-- Task instructions --
In the records below, quote verbatim every line starting at the one containing "segment --target protester" and ending at the one containing "103 122 L 106", both included.

**** Material to process ****

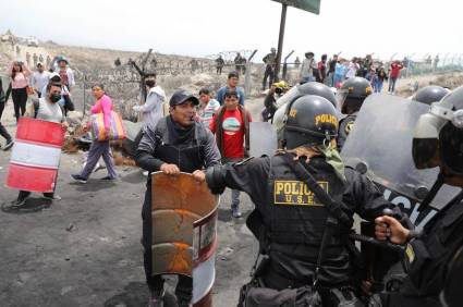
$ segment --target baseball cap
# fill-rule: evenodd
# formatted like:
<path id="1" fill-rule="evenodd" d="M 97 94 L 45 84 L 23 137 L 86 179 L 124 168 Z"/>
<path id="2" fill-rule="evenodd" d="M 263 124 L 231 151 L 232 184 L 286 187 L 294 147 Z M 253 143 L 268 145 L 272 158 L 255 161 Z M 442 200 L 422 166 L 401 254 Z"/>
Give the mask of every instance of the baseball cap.
<path id="1" fill-rule="evenodd" d="M 193 94 L 191 94 L 187 90 L 181 89 L 181 90 L 176 90 L 172 97 L 170 98 L 169 101 L 169 106 L 173 107 L 173 106 L 179 106 L 184 103 L 186 100 L 190 100 L 193 102 L 193 105 L 197 106 L 199 105 L 199 100 L 193 96 Z"/>

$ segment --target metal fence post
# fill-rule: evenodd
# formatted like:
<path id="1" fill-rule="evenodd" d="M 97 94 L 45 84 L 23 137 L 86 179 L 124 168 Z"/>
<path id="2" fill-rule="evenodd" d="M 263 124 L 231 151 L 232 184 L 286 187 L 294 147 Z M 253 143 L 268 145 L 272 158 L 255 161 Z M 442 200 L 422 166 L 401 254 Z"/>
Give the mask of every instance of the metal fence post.
<path id="1" fill-rule="evenodd" d="M 246 97 L 251 95 L 251 67 L 252 67 L 251 60 L 254 58 L 256 52 L 257 52 L 257 49 L 253 51 L 249 58 L 247 58 L 247 62 L 246 62 L 246 74 L 244 76 L 244 95 Z"/>

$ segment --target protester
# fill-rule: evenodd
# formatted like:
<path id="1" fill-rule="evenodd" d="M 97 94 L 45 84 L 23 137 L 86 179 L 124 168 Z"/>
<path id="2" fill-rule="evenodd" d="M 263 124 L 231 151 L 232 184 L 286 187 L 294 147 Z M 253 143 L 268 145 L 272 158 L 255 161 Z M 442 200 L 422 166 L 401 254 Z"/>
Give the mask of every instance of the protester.
<path id="1" fill-rule="evenodd" d="M 251 113 L 239 105 L 239 94 L 227 90 L 224 105 L 217 110 L 210 122 L 210 131 L 216 134 L 217 147 L 222 163 L 237 162 L 247 156 L 249 149 Z M 232 189 L 231 210 L 233 218 L 240 218 L 240 191 Z"/>
<path id="2" fill-rule="evenodd" d="M 38 98 L 41 97 L 41 91 L 47 87 L 48 81 L 50 79 L 50 73 L 44 70 L 44 63 L 37 63 L 37 71 L 34 72 L 31 78 L 31 86 L 34 88 L 34 91 L 37 94 Z"/>
<path id="3" fill-rule="evenodd" d="M 103 122 L 106 135 L 109 136 L 110 132 L 110 119 L 112 111 L 112 101 L 105 93 L 105 87 L 102 85 L 94 85 L 92 91 L 96 99 L 95 105 L 92 107 L 92 114 L 103 113 Z M 102 156 L 106 168 L 108 169 L 108 175 L 102 177 L 103 181 L 113 181 L 117 179 L 118 174 L 114 169 L 114 161 L 112 158 L 111 147 L 109 146 L 109 139 L 98 140 L 94 139 L 88 151 L 88 159 L 85 168 L 80 174 L 72 174 L 71 179 L 80 183 L 86 183 L 88 176 L 95 169 L 95 165 L 98 163 L 99 158 Z"/>
<path id="4" fill-rule="evenodd" d="M 74 111 L 74 103 L 71 100 L 71 90 L 75 86 L 74 72 L 69 67 L 69 61 L 64 56 L 58 57 L 58 67 L 57 73 L 60 74 L 61 85 L 68 88 L 68 91 L 63 91 L 64 103 L 64 114 L 68 111 Z"/>
<path id="5" fill-rule="evenodd" d="M 156 74 L 145 75 L 145 85 L 148 87 L 146 101 L 142 106 L 134 106 L 132 109 L 135 112 L 142 113 L 143 122 L 156 123 L 163 118 L 163 102 L 167 100 L 163 89 L 156 84 Z"/>
<path id="6" fill-rule="evenodd" d="M 314 56 L 314 52 L 310 51 L 305 53 L 305 59 L 301 65 L 301 84 L 315 81 L 314 69 L 317 69 L 317 65 Z"/>
<path id="7" fill-rule="evenodd" d="M 222 56 L 219 56 L 219 58 L 216 59 L 216 69 L 217 69 L 217 74 L 221 75 L 222 74 L 222 69 L 226 65 L 226 62 L 222 59 Z"/>
<path id="8" fill-rule="evenodd" d="M 349 63 L 344 59 L 340 59 L 338 63 L 336 63 L 334 69 L 334 78 L 333 78 L 333 86 L 336 88 L 340 88 L 341 84 L 344 82 L 345 74 L 348 73 Z"/>
<path id="9" fill-rule="evenodd" d="M 325 84 L 325 78 L 327 77 L 327 54 L 321 56 L 321 61 L 317 64 L 317 82 Z"/>
<path id="10" fill-rule="evenodd" d="M 199 101 L 186 90 L 175 91 L 170 101 L 170 114 L 153 125 L 149 123 L 136 151 L 136 163 L 148 172 L 161 171 L 168 175 L 187 172 L 198 182 L 205 181 L 204 168 L 220 163 L 214 136 L 209 130 L 194 121 L 195 107 Z M 148 176 L 143 202 L 144 267 L 150 297 L 149 307 L 163 305 L 162 275 L 153 274 L 153 216 L 151 176 Z M 179 307 L 191 306 L 193 280 L 179 274 L 175 296 Z"/>
<path id="11" fill-rule="evenodd" d="M 237 82 L 240 81 L 240 76 L 236 72 L 230 72 L 229 77 L 227 79 L 227 85 L 222 86 L 216 95 L 217 101 L 220 102 L 220 106 L 223 106 L 226 91 L 236 91 L 237 98 L 240 99 L 240 105 L 244 106 L 244 90 L 240 86 L 237 86 Z"/>
<path id="12" fill-rule="evenodd" d="M 356 76 L 358 69 L 360 69 L 360 65 L 357 63 L 357 59 L 353 58 L 352 61 L 349 63 L 349 70 L 345 73 L 345 78 L 351 78 Z"/>
<path id="13" fill-rule="evenodd" d="M 0 77 L 0 135 L 7 140 L 7 143 L 4 144 L 3 150 L 10 149 L 14 144 L 11 135 L 8 133 L 7 128 L 1 124 L 1 115 L 3 113 L 4 105 L 7 105 L 10 93 L 11 93 L 11 84 L 8 87 L 7 94 L 4 94 L 3 83 L 2 83 L 2 79 Z M 0 146 L 0 148 L 1 148 L 1 146 Z"/>
<path id="14" fill-rule="evenodd" d="M 333 54 L 332 59 L 329 61 L 328 65 L 328 86 L 334 86 L 334 71 L 336 71 L 336 64 L 338 64 L 338 54 Z"/>
<path id="15" fill-rule="evenodd" d="M 204 126 L 209 128 L 210 121 L 219 108 L 220 102 L 211 98 L 209 88 L 203 87 L 199 89 L 199 106 L 197 107 L 197 114 Z"/>
<path id="16" fill-rule="evenodd" d="M 25 63 L 14 61 L 8 69 L 8 75 L 11 77 L 11 97 L 13 98 L 14 116 L 17 122 L 20 116 L 23 116 L 26 112 L 27 78 L 31 76 L 31 71 Z"/>
<path id="17" fill-rule="evenodd" d="M 62 107 L 58 105 L 58 101 L 61 98 L 61 85 L 49 83 L 47 85 L 47 95 L 40 99 L 34 101 L 34 114 L 32 114 L 37 120 L 61 123 L 63 128 L 68 127 L 65 118 L 62 111 Z M 56 188 L 56 185 L 54 185 Z M 16 200 L 14 201 L 15 206 L 24 205 L 27 197 L 29 197 L 32 192 L 29 191 L 20 191 Z M 44 193 L 44 197 L 51 200 L 61 200 L 61 197 L 54 192 Z"/>
<path id="18" fill-rule="evenodd" d="M 263 62 L 265 63 L 263 90 L 265 90 L 267 88 L 267 82 L 268 82 L 268 88 L 269 88 L 276 77 L 275 71 L 277 69 L 277 49 L 271 48 L 270 53 L 264 57 Z"/>
<path id="19" fill-rule="evenodd" d="M 385 67 L 376 69 L 376 79 L 373 82 L 375 93 L 381 93 L 385 81 L 388 81 L 388 74 L 386 73 Z"/>
<path id="20" fill-rule="evenodd" d="M 399 78 L 400 71 L 402 69 L 403 69 L 403 64 L 399 60 L 395 60 L 391 64 L 391 73 L 389 75 L 389 89 L 388 89 L 390 94 L 394 94 L 395 91 L 395 82 Z"/>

****

-- Task solution --
$ segment --target protester
# fill-rule: evenodd
# formatted like:
<path id="1" fill-rule="evenodd" d="M 97 94 L 45 84 L 23 137 L 86 179 L 124 168 Z"/>
<path id="2" fill-rule="evenodd" d="M 263 124 L 231 151 L 232 184 L 286 187 L 294 147 Z M 253 143 L 268 145 L 272 158 L 255 161 Z M 442 200 L 422 166 L 401 254 Z"/>
Give the mask of every instance of the protester.
<path id="1" fill-rule="evenodd" d="M 251 113 L 239 105 L 239 94 L 227 90 L 224 105 L 217 110 L 210 122 L 210 131 L 216 134 L 217 147 L 222 163 L 237 162 L 247 156 L 249 149 Z M 232 189 L 231 210 L 233 218 L 240 218 L 240 191 Z"/>
<path id="2" fill-rule="evenodd" d="M 38 98 L 41 97 L 41 91 L 47 87 L 48 81 L 50 79 L 50 73 L 44 70 L 44 63 L 37 63 L 37 71 L 34 72 L 31 78 L 31 86 L 34 88 L 34 91 L 37 94 Z"/>
<path id="3" fill-rule="evenodd" d="M 103 122 L 106 135 L 109 136 L 110 132 L 110 119 L 112 111 L 112 101 L 105 93 L 105 87 L 102 85 L 94 85 L 92 91 L 96 99 L 95 105 L 92 107 L 92 114 L 103 113 Z M 102 156 L 106 168 L 108 169 L 108 175 L 102 177 L 103 181 L 113 181 L 117 179 L 118 174 L 114 169 L 114 161 L 112 158 L 111 147 L 109 146 L 109 139 L 98 140 L 94 139 L 88 151 L 88 159 L 85 168 L 80 174 L 72 174 L 71 179 L 80 183 L 86 183 L 88 176 L 95 169 L 95 165 L 98 163 L 99 158 Z"/>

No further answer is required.